— begin —

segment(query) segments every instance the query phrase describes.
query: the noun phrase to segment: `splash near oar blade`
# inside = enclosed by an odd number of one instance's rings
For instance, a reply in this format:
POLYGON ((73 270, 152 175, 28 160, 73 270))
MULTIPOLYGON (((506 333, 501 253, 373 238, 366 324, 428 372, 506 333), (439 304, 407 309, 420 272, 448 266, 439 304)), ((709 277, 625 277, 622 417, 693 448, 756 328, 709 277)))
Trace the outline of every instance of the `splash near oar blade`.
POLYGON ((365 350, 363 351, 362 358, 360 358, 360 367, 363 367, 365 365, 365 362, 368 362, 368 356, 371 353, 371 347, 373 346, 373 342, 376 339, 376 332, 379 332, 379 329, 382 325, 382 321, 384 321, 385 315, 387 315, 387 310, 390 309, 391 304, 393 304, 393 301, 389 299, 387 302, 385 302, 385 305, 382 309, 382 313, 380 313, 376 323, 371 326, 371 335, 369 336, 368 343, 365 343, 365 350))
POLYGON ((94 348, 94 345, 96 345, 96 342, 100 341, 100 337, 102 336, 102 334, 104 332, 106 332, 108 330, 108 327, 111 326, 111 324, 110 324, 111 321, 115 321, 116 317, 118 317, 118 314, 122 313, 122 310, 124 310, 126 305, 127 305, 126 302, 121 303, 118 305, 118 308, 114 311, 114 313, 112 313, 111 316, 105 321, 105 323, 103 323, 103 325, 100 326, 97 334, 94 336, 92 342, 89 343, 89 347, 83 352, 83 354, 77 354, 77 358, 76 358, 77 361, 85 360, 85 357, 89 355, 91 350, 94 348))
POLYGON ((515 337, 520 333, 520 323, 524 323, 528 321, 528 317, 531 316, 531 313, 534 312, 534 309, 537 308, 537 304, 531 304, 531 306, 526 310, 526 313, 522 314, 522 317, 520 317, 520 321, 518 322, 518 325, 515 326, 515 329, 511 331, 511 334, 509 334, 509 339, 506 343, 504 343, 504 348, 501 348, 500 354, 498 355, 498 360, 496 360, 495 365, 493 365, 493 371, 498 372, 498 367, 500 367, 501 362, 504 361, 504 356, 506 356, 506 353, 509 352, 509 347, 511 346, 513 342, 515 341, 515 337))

— end —

Work instructions:
Please convert the listing above into a Markdown table with the columns Row and Line, giving each line of the listing its own row and leaving out any blank lines.

Final result:
| Row | Line |
|---|---|
| 1 | segment(query) segments every instance the query phrase describes. |
| 2 | query: the noun phrase to segment: `splash near oar blade` |
| 3 | # inside = enclosed by an odd number of one instance's rings |
| 4 | For instance, a reply in this format: |
| 5 | POLYGON ((73 270, 152 175, 28 160, 73 270)) |
| 6 | MULTIPOLYGON (((506 333, 501 253, 373 238, 366 324, 428 372, 506 333), (439 304, 407 309, 420 272, 448 266, 439 304)), ((709 277, 625 277, 622 417, 693 448, 756 328, 709 277))) |
| 7 | Trace the outline of every instance of the `splash near oar blade`. |
| 8 | POLYGON ((365 350, 363 351, 362 358, 360 358, 360 367, 363 367, 365 365, 365 362, 368 362, 368 356, 371 353, 371 347, 373 346, 373 342, 376 339, 376 332, 379 332, 379 329, 382 325, 382 321, 384 321, 385 315, 387 315, 387 310, 390 309, 391 304, 393 304, 393 301, 389 299, 387 302, 385 302, 385 305, 382 309, 382 313, 380 313, 376 323, 371 326, 371 335, 369 336, 368 343, 365 343, 365 350)) |
| 9 | POLYGON ((94 348, 94 345, 96 345, 96 342, 100 341, 100 337, 102 336, 102 334, 104 332, 106 332, 108 330, 108 327, 111 326, 111 324, 110 324, 111 321, 115 321, 116 317, 118 317, 118 314, 122 313, 122 310, 124 310, 126 305, 127 305, 126 302, 121 303, 118 305, 118 308, 114 311, 114 313, 112 313, 111 316, 105 321, 105 323, 103 323, 103 325, 100 326, 97 334, 94 336, 92 342, 89 343, 89 347, 83 352, 83 354, 77 354, 77 358, 76 358, 77 361, 85 360, 85 357, 89 355, 91 350, 94 348)) |
| 10 | POLYGON ((515 337, 520 333, 520 323, 524 323, 528 321, 528 317, 531 316, 531 313, 534 312, 534 309, 537 308, 537 304, 531 304, 531 306, 526 310, 526 313, 522 314, 522 317, 520 317, 520 321, 518 322, 518 325, 515 326, 515 329, 511 331, 511 334, 509 334, 509 339, 506 343, 504 343, 504 348, 501 348, 500 354, 498 355, 498 360, 496 360, 495 365, 493 365, 493 371, 498 372, 498 367, 500 367, 501 362, 504 361, 504 356, 506 356, 506 353, 509 352, 509 347, 511 346, 513 342, 515 341, 515 337)) |